→ To be done
Format everything below, from the line containing "Annotation task: put one keypoint on every instance of the tree" down to the final line of the entries, as a Markdown table. Use the columns Row and Entry line, number each row, and skip blank lines.

---- Dataset extract

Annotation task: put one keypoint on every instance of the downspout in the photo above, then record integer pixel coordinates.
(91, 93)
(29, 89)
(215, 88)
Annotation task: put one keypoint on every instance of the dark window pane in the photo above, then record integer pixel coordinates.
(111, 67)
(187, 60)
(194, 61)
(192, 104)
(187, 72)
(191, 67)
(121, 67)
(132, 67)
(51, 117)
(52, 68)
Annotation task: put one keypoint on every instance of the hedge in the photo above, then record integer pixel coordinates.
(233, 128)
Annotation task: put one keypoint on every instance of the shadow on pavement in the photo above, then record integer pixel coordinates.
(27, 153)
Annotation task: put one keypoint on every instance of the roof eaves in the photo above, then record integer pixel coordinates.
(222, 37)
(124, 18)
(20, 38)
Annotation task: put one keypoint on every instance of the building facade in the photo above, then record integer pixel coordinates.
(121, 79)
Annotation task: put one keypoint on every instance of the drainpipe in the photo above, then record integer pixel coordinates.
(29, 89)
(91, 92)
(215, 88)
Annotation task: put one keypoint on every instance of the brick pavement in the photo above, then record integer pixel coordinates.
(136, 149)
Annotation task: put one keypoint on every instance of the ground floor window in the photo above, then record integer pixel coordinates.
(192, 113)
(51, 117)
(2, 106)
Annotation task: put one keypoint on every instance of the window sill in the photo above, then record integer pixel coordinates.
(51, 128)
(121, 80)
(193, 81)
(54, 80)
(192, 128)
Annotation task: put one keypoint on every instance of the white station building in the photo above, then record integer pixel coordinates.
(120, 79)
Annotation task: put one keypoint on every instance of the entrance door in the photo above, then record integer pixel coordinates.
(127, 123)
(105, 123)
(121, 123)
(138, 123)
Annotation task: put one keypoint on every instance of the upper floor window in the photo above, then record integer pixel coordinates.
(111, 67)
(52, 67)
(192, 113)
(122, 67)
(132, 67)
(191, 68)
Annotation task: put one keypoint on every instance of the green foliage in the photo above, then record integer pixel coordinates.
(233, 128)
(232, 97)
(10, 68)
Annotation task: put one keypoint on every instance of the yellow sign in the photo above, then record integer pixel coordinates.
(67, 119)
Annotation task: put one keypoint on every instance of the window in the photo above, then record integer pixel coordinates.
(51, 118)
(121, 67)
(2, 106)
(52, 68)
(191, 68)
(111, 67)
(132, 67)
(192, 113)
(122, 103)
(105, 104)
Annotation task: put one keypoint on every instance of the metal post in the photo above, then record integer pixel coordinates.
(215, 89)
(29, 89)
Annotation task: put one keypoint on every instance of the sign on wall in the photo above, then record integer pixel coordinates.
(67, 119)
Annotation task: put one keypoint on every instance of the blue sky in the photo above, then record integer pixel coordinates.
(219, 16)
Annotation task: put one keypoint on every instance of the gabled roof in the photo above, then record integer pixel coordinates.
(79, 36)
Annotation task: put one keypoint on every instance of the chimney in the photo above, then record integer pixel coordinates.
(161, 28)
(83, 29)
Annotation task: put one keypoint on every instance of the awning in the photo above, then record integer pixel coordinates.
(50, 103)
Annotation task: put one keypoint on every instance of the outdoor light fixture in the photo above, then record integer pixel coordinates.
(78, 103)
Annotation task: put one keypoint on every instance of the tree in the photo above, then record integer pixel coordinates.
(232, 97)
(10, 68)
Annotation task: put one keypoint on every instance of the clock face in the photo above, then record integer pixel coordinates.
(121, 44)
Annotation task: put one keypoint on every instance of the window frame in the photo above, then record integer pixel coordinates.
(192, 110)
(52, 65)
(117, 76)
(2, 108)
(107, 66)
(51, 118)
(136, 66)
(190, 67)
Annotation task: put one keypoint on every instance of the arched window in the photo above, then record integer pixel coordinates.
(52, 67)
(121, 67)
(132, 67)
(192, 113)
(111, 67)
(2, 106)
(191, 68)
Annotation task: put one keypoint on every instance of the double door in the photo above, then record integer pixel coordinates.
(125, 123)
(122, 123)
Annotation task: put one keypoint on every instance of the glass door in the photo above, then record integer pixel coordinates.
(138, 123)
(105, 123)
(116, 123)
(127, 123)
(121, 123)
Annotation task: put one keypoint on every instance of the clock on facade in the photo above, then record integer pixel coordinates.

--------

→ Exercise response
| Row | Entry line |
|---|---|
| 1 | Annotation task: put one keypoint on every instance of the tree in the photo above, then record integer pixel coordinates. |
| 2 | (232, 97) |
| 3 | (10, 68) |
| 4 | Annotation task: put one keypoint on every instance of the clock face in the photo above, then record integer pixel coordinates. |
| 5 | (121, 44) |
| 6 | Annotation task: put one keypoint on every instance of the window frame in the photo above, then record integer pixel coordinates. |
| 7 | (192, 110) |
| 8 | (52, 65) |
| 9 | (117, 76) |
| 10 | (2, 108) |
| 11 | (107, 66) |
| 12 | (51, 118) |
| 13 | (136, 66) |
| 14 | (190, 67) |
| 15 | Annotation task: put one keypoint on every instance of the arched window in the photo above, then record integer pixel coordinates. |
| 16 | (52, 67) |
| 17 | (121, 67) |
| 18 | (132, 67) |
| 19 | (192, 113) |
| 20 | (111, 67) |
| 21 | (2, 106) |
| 22 | (191, 68) |
| 23 | Annotation task: put one keypoint on every instance of the double door in the photo above, then record integer pixel coordinates. |
| 24 | (125, 123) |
| 25 | (122, 123) |
| 26 | Annotation task: put one keypoint on every instance of the glass door in the photo above, then record integer pixel coordinates. |
| 27 | (138, 123) |
| 28 | (105, 123) |
| 29 | (116, 123) |
| 30 | (127, 123) |
| 31 | (121, 123) |
| 32 | Annotation task: put one keypoint on every instance of the clock on facade in the photo above, then record integer pixel coordinates. |